**EXTRAIT**
——————

Quel sera justement la nature de ce nouvel être? Quel sera le changement animal qui nous fera devenir parents? Mère, je le suis déja; maman, peut-être pas encore. Et la paternité, qu'est ce que ce sera pour Nico? Comment saurons-nous nous enrichir de ce cadeau vital sans nous renier ni chacun ni à deux? L'émerveillement du quotidien ne risque-t-il pas de nous faire oublier les autres richesses du monde? Déjà je fais des projets de voyages et des projets de vie, refusant à l'avance comme l'ont fait Fred et Céline d'oublier qui je suis. La vie m'a bien assez appris que c'est en étant soi même qu'on donne le plus aux autres, et je veux croire que la règle est aussi vraie pour son enfant et que c'est aussi la meilleure manière de le ou la pousser à être pareillement soi-même. Suivre son art de vivre, donc, quelque soit le regard, parfois le jugement, des autres, face à nos comportements parfois vus comme peu conventionnels, ou pour d'autres trop conventionnels.

——————

**DONNÉES FOURNIES**
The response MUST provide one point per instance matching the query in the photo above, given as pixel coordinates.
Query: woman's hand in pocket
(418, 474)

——————

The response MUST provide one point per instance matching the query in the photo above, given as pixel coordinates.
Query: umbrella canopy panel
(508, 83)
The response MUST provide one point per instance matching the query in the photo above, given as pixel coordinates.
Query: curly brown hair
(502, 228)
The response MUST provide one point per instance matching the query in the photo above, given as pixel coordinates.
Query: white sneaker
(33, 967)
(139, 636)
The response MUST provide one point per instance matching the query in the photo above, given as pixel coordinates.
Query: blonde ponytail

——————

**CONSIGNE A**
Relevez tous les prénoms de personnes qui figurent dans l'extrait sur la future parentalité.
**CONSIGNE B**
Prolongez l'extrait sur la future parentalité en reprenant juste après sa dernière phrase.

**RÉPONSE A**
Nico, Fred, Céline

**RÉPONSE B**
Ainsi je vais sur mon chemin, gros bourgeon au ventre rond portant petit bourgeon sur petite tige pas trop grossie, poupée gigogne grace à la cigogne. La naissance me tarde parfois, malgré l'angoisse de l'accouchement médicalisé, quand je ne sais plus lacer mes chaussures à cause de mon gros ventre ou que le sommeil me fuit car j'ai trop mal au dos. Heureusement, les hormones sont là pour me garder sereine! Je pense alors avec humour au sketch de Foresti sur la grossesse, sur le pacte des femmes pour ne pas dire aux suivantes à quel point porter la vie peut parfois être dur, et je ris. Le plus dur n'est sans doute pas les symptomes, qui sont plus que compensés par la présence quasi permanente des manifesations de bébé (il / elle bouge presque 20h par jour!), mais l'ennui, qui vient de plus en plus au fur et à mesure que je peux en faire de moins en moins. Pas de sport, peu de marche, dur de se pencher, fatiguée bien trop vite, pas de fête ou de danse, la tête dans les nuages ou dans la brume de la fatigue chronique... Parfois, je ne me reconnais pas. Gare à ce que l'ennui ne devienne pas amertume et à ce que l'immobilité enracinée ne deviennent pas enquistée. Mais patience, patience: mes pétales sont presque prêts. La fleur sera bientôt prête à, à nouveau, prendre le vent, et à goutter les joies partagées de l'enracinement et de la liberté.
Qui sait alors où je serai portée? En kite au-dessus du port de Dunkerque dont j'observe aujourd'hui la digue et les vagues tricolores grises-bleue-vertes, ou en avion par-dela l'un des Océans, ou peut-être même, comme Philémon, sur l'une de ses lettres, dans le monde de l'imaginaire.